In the data below, find the line containing "Phrase: person sitting on cot", then set down that line and every later line up to and including the line containing "the photo below", exactly.

═══ RECORDED INFORMATION ═══

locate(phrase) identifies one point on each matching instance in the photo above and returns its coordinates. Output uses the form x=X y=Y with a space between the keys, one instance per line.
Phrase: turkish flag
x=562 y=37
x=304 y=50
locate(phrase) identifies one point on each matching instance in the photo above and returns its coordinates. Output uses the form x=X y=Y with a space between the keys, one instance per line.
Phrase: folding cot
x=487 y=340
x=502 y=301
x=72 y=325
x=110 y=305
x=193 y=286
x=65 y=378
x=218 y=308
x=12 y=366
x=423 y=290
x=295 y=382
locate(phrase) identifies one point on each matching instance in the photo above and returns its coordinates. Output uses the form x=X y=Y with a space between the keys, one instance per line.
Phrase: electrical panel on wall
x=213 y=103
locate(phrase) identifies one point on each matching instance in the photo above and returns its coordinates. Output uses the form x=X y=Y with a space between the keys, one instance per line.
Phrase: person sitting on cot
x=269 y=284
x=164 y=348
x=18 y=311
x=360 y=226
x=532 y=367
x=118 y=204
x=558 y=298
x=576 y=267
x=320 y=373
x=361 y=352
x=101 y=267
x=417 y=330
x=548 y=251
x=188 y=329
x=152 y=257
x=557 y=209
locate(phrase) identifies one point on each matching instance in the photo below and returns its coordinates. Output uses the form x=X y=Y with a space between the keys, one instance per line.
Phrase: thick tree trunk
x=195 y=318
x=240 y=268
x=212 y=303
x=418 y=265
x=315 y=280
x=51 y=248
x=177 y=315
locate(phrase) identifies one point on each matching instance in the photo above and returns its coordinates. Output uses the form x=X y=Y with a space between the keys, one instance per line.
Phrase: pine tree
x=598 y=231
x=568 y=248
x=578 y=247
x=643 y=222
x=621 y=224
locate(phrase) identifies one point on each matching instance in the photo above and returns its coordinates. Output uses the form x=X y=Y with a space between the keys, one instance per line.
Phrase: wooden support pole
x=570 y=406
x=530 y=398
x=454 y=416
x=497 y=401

═══

_ANSWER_:
Phrase: person sitting on cot
x=269 y=284
x=164 y=348
x=18 y=311
x=360 y=226
x=532 y=367
x=118 y=204
x=558 y=298
x=576 y=267
x=320 y=373
x=361 y=352
x=101 y=267
x=417 y=330
x=548 y=251
x=188 y=329
x=152 y=257
x=557 y=209
locate(phrase) identifies one point on each matching instance in the photo below and returns its coordinates. Output uses the form x=X y=Y with a space between the keys, one instance per line.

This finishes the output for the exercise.